*Work order*: Check each line of the records below for the word "white" and give the number of lines that have it, with nothing added.

======== Information supplied

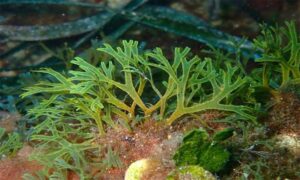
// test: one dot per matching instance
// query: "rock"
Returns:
(289, 141)
(141, 168)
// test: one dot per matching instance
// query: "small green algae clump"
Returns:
(198, 149)
(190, 172)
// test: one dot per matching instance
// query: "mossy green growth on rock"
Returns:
(190, 172)
(198, 149)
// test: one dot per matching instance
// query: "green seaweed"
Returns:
(198, 149)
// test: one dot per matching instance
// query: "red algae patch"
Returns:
(14, 168)
(148, 140)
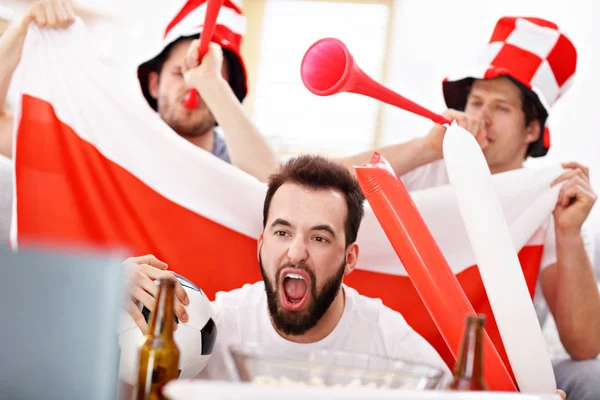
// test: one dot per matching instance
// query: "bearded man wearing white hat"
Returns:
(167, 75)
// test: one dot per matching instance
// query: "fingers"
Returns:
(570, 174)
(51, 17)
(65, 13)
(144, 289)
(191, 59)
(39, 16)
(150, 260)
(52, 13)
(575, 165)
(575, 189)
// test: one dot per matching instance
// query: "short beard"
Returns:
(198, 127)
(295, 323)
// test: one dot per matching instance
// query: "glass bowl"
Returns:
(268, 365)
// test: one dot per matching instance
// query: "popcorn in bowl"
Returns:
(330, 368)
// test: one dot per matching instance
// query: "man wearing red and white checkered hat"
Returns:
(220, 79)
(505, 101)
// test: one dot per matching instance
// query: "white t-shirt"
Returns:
(366, 326)
(6, 191)
(434, 174)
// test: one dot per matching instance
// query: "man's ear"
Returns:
(259, 246)
(153, 84)
(351, 258)
(534, 131)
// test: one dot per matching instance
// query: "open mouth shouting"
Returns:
(294, 287)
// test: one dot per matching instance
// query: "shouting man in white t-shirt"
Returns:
(311, 216)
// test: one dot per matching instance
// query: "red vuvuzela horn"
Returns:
(192, 99)
(329, 68)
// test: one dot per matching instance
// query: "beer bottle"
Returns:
(468, 370)
(159, 355)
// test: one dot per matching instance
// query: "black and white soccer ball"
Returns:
(195, 338)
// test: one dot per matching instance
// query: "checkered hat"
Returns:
(228, 33)
(531, 51)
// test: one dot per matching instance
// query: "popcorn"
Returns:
(313, 381)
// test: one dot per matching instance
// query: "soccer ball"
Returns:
(195, 338)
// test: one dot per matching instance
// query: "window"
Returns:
(294, 119)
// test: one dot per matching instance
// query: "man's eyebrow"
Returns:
(323, 227)
(280, 221)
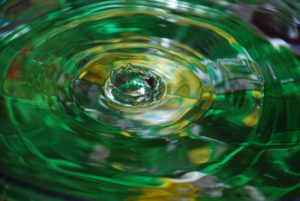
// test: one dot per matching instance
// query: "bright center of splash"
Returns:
(134, 86)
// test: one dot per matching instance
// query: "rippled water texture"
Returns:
(150, 100)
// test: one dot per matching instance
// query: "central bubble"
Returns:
(133, 85)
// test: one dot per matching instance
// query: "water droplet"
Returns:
(134, 86)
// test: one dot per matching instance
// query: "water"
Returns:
(150, 100)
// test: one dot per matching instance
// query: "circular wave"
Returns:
(133, 94)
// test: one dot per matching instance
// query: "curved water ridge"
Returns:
(143, 100)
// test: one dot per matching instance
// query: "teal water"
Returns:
(149, 100)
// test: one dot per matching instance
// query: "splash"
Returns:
(149, 100)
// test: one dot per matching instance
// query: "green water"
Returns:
(149, 100)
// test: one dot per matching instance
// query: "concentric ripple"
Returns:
(146, 100)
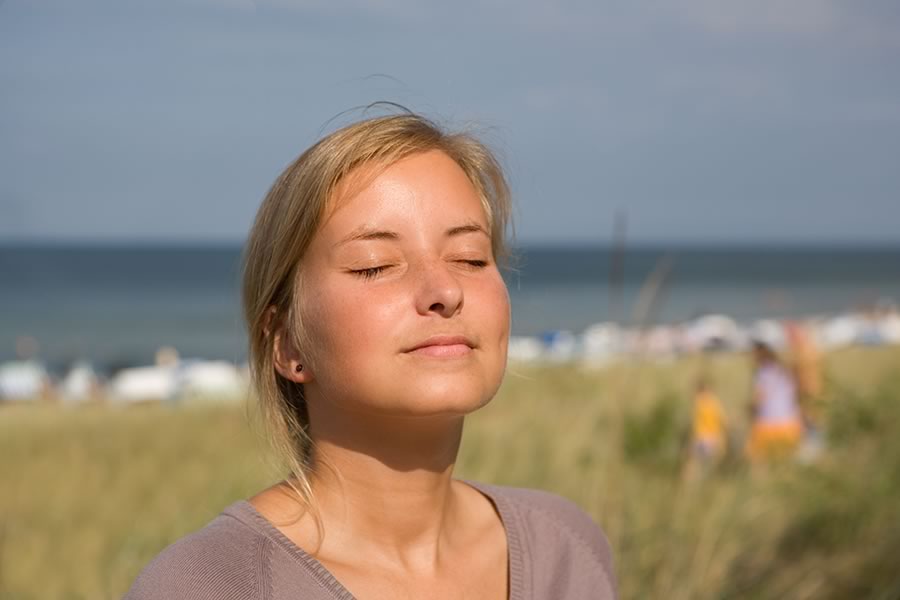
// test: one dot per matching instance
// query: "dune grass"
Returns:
(89, 496)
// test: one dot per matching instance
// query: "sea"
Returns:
(115, 305)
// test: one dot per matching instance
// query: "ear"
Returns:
(286, 356)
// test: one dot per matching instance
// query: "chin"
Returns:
(436, 396)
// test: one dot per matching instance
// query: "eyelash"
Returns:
(373, 272)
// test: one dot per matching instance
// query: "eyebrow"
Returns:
(365, 234)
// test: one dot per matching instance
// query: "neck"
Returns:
(384, 483)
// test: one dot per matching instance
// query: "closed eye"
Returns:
(478, 264)
(370, 272)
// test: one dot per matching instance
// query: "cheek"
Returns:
(344, 324)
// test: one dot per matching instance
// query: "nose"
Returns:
(439, 292)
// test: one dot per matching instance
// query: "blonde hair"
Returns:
(286, 222)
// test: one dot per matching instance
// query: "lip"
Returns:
(443, 346)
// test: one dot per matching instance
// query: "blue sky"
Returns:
(704, 120)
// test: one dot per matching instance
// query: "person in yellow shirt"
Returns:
(708, 439)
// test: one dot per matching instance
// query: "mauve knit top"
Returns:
(555, 552)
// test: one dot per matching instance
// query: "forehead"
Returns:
(424, 182)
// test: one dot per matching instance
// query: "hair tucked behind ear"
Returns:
(286, 222)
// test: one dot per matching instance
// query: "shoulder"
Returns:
(537, 506)
(224, 560)
(559, 532)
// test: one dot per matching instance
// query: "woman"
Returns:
(777, 426)
(378, 319)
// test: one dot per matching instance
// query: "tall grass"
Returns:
(89, 496)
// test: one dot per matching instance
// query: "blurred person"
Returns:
(777, 426)
(708, 430)
(709, 424)
(805, 365)
(806, 369)
(378, 320)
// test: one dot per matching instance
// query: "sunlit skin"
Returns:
(407, 319)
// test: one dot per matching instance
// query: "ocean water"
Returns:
(115, 305)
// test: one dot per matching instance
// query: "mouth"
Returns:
(443, 346)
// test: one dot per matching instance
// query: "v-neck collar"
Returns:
(509, 517)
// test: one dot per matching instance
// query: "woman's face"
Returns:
(404, 308)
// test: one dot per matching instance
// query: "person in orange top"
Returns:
(709, 425)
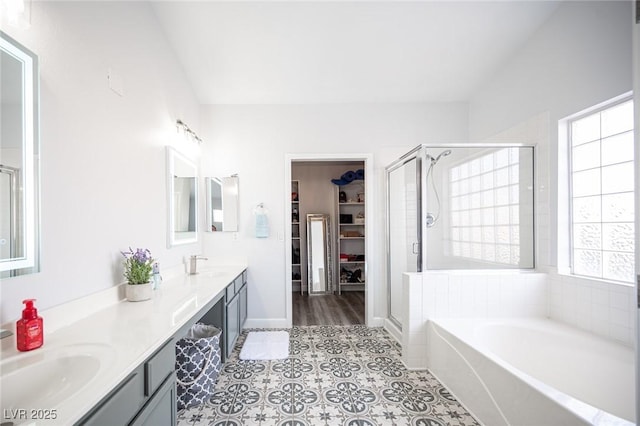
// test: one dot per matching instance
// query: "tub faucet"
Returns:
(193, 263)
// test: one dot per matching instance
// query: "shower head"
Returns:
(436, 159)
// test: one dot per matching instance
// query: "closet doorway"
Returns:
(327, 275)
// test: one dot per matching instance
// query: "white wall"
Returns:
(102, 155)
(579, 58)
(252, 140)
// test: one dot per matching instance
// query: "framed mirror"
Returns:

================

*Completed task*: 6